TASK TO CARRY OUT: Extract every entry word for word.

SOURCE MATERIAL:
________________
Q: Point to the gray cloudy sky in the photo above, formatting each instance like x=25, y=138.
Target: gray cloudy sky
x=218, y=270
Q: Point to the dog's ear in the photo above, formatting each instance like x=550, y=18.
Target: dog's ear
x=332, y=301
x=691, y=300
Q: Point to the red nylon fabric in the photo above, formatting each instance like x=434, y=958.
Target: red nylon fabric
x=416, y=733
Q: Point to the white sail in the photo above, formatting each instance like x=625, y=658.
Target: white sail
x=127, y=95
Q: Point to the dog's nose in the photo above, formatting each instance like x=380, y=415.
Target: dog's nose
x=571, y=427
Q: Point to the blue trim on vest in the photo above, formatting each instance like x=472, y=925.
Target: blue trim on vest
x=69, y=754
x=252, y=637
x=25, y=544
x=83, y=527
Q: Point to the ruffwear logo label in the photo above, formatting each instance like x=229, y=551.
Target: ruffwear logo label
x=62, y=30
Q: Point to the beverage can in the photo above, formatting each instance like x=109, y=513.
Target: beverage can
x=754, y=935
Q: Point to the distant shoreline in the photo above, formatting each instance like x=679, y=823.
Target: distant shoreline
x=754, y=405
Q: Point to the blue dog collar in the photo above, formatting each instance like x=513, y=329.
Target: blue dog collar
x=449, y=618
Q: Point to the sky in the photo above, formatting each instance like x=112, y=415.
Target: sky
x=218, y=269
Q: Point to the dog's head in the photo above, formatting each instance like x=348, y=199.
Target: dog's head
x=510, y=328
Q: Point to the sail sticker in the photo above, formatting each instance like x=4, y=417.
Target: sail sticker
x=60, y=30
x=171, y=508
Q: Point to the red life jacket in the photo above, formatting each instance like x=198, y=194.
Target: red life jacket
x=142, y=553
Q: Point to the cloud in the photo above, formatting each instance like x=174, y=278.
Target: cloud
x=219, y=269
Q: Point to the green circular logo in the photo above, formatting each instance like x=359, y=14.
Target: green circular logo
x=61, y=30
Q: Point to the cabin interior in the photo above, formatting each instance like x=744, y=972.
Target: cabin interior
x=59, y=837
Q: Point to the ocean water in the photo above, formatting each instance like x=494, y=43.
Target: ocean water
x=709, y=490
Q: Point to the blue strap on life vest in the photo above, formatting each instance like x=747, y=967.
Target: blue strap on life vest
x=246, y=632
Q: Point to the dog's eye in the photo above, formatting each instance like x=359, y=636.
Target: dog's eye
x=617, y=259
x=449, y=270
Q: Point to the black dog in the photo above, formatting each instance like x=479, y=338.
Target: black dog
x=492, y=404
________________
RESPONSE:
Q: Point to the gray cloudy sky in the photo above, formatting each instance like x=25, y=138.
Target: gray cloudy sky
x=218, y=270
Q: Point to the dog's ear in the photo above, formatting each instance like x=550, y=18.
Target: dog's ear
x=332, y=301
x=691, y=300
Q: Point to the red nylon fabric in the photo above, formatting each instance like x=434, y=958.
Target: red nylon fabric
x=416, y=733
Q: Point to the white sail in the photo above, formatting each instance like x=625, y=658.
Target: white sail
x=127, y=95
Q: Point to the dog's nose in the photo above, formatting each instance like x=380, y=415.
Target: dog's nose
x=571, y=427
Q: Point to the blue trim on vest in the photo above, formatting each instance like x=472, y=925.
Target: blue trim on vest
x=69, y=754
x=252, y=637
x=25, y=544
x=83, y=527
Q: Point to the ruffwear logo label in the photo above, formatting each instance like x=229, y=551.
Target: ruffwear logo label
x=62, y=30
Q: Point to the beverage can in the photo above, formatting each instance like x=109, y=513.
Target: beverage can
x=754, y=935
Q: Point to the distant shoreline in the photo above, formatting each instance like x=679, y=823.
Target: distant shoreline
x=754, y=405
Q: Point to the blue dog collar in the photo above, formatting each instance like x=513, y=329.
Target: blue dog collar
x=449, y=618
Q: Point to the sky in the photo above, formatting each instance like x=112, y=415.
Target: sky
x=218, y=269
Q: Point to the dog's head in the photo above, formatting each instance like x=348, y=199.
Target: dog's head
x=510, y=328
Q: Point to the sail sticker in the photo above, formatting each instance like x=4, y=417.
Target: sail sticker
x=60, y=30
x=171, y=508
Q: Point to the red life jacket in the photo above, formatting each instance like x=198, y=194.
Target: red life jacket
x=142, y=553
Q: Point to the cloud in the photo above, formatting each instance like x=174, y=278.
Target: cloud
x=219, y=269
Q: Point to the green circular logo in the photo above, formatting each instance like x=359, y=14.
Target: green circular logo
x=61, y=30
Q: Point to the cabin interior in the photo above, formatting each instance like x=744, y=972.
Target: cabin interior
x=59, y=837
Q: Point to the ocean water in the photo above, formatting each instance like x=494, y=43.
Target: ocean water
x=709, y=490
Q: Point to the blue strap on life vest in the photo above, formatting each instance like x=747, y=967.
Target: blue strap on life vest
x=246, y=632
Q: Point to the dog's eye in the photo above, formatting each instance like x=359, y=636.
Target: dog's eye
x=617, y=259
x=449, y=270
Q: Point to the black dog in the photo above, formatting each instance like x=479, y=338.
Target: black dog
x=492, y=404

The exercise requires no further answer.